▶ **REQUIRED WORK**
Drop all images and give the records again exactly.

++++

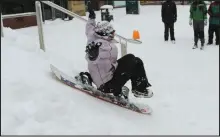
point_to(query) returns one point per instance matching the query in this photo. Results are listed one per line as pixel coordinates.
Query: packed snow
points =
(185, 81)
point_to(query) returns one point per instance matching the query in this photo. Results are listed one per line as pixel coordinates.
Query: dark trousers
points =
(213, 29)
(198, 27)
(169, 27)
(129, 68)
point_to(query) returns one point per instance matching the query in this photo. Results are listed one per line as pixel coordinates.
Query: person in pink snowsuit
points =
(108, 72)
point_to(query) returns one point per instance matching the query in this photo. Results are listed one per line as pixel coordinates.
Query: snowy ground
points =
(185, 81)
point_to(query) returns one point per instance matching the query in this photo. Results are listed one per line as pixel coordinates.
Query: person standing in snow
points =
(198, 17)
(108, 72)
(214, 22)
(169, 17)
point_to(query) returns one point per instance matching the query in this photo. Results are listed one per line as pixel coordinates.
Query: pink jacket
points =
(102, 69)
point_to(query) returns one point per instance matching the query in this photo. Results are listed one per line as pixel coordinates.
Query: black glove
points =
(92, 50)
(92, 14)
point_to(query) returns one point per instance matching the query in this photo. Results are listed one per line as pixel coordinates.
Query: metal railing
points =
(123, 41)
(39, 22)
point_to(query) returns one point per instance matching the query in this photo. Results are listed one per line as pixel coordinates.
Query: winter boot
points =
(173, 41)
(209, 43)
(146, 93)
(195, 46)
(84, 78)
(202, 46)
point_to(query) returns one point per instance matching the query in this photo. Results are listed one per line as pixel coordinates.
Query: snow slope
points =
(185, 81)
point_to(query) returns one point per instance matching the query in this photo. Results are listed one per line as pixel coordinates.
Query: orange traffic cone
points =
(136, 34)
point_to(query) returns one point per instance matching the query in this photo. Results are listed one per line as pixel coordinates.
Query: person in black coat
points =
(169, 17)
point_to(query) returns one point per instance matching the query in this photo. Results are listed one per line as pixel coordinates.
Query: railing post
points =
(40, 24)
(2, 33)
(53, 12)
(123, 48)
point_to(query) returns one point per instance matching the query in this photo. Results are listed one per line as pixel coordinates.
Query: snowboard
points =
(92, 91)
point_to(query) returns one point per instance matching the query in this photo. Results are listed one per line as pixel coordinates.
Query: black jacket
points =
(169, 12)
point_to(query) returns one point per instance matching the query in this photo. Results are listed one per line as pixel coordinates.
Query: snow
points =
(106, 7)
(185, 81)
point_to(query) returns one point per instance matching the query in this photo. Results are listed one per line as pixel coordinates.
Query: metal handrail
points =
(18, 15)
(39, 22)
(79, 17)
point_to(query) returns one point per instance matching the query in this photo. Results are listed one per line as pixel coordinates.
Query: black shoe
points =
(195, 46)
(209, 43)
(146, 93)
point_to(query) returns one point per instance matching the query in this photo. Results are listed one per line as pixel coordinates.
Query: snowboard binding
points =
(84, 78)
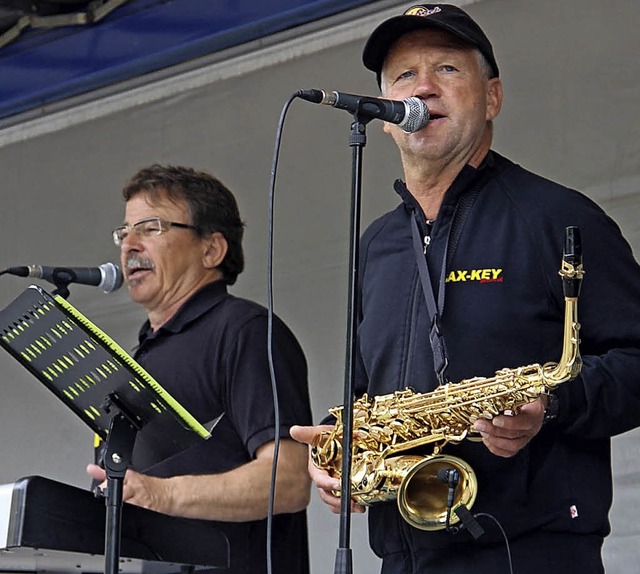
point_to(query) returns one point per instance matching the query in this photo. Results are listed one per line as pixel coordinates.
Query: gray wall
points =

++++

▶ **ANSWER TO THE PROBLEM**
point_to(query) returns one point per instance matching the query in this photo. Results are listed one per line as pixel coordinates.
Query: packed snow
points =
(185, 81)
point_to(query) returns one point per instance matching the query in this photo. Results are listed one per line as pixel coordinates.
Query: dark trousers
points =
(213, 29)
(198, 27)
(169, 27)
(129, 68)
point_to(query) returns one point per instance matching the query in this photo. Results are listed one per line as pixel coordinates.
Query: person in pink snowsuit
points =
(108, 72)
point_to(query) returns one point per instance matching the query in this photo. Results are listed one per line as pixel coordinates.
Query: snowy ground
points =
(185, 81)
point_to(query) returns one point per instance matching the query in this photo. Results are listed one per line as pixel coordinates.
Query: person standing in snow
points =
(198, 17)
(108, 72)
(214, 22)
(169, 17)
point_to(query) returns one point per instance matching the query in this photo. Results are listed one per line as pixel coordinates.
Query: pink jacket
points =
(102, 69)
point_to(query) returns one point per instance matching the query in this photo. Results are listed one per line as pixel coordinates.
Query: black glove
points =
(92, 50)
(92, 14)
point_to(query) returns one point per instance matching the query in this photo. Results are listed one per line as pixel coordinates.
Query: metal railing
points =
(123, 41)
(39, 22)
point_to(query) returns one point per instance matching the query in this photo. Results are listed one per line as pixel coordinates.
Query: winter boot
points =
(173, 41)
(209, 43)
(146, 93)
(195, 46)
(84, 78)
(202, 46)
point_to(query) returns one point per instance matching the query in this photo. Results are listed one per line as pixel coordinates.
Query: snow slope
points =
(185, 81)
point_to(query) returns one point per instance matching the query in this photo. Results are listed one per line as pixel coordinates.
Query: orange traffic cone
points =
(136, 34)
point_to(query) returns one point per instance matching the query in this photo. Results are listed one per line as pixel coordinates.
Query: person in black coat
points =
(169, 17)
point_to(query) returns one point per instance matching the query in this photo. Results are listed one per line as pixel coordinates.
Query: railing post
points =
(40, 24)
(2, 33)
(53, 12)
(123, 48)
point_to(query) returns one point per instance matching the query in this photo. Results are listed one per line as pixel coordinates.
Query: snowboard
points =
(92, 91)
point_to(query) returns one point per instance matching the query in this photo. Results are listed one per line as pixel coordinates.
Query: black jacket
points =
(169, 12)
point_to(query) returns one point per instance matching the query in this photo. Results are listed one per line as pixel coordinates.
Query: snow
points =
(106, 7)
(185, 81)
point_to(query) returns one point per instance matching the query in this photo. Results are listed one per line as pixel coordinates.
Query: metal handrail
points =
(18, 15)
(39, 22)
(79, 17)
point_to(query) returns one point per instance matching the query in this photo. Results are listed one per line as pixel coordinates.
Query: black shoe
points =
(195, 46)
(209, 43)
(146, 93)
point_to(query) returns one point per instance matching the query in this photo. Results are listed one per line as pixel coordinates.
Query: snowboard binding
points =
(84, 78)
point_to(query) returns one point per instance matching the query in this photo. Results are listed one per line as pixel coordinates.
Query: gray wall
points =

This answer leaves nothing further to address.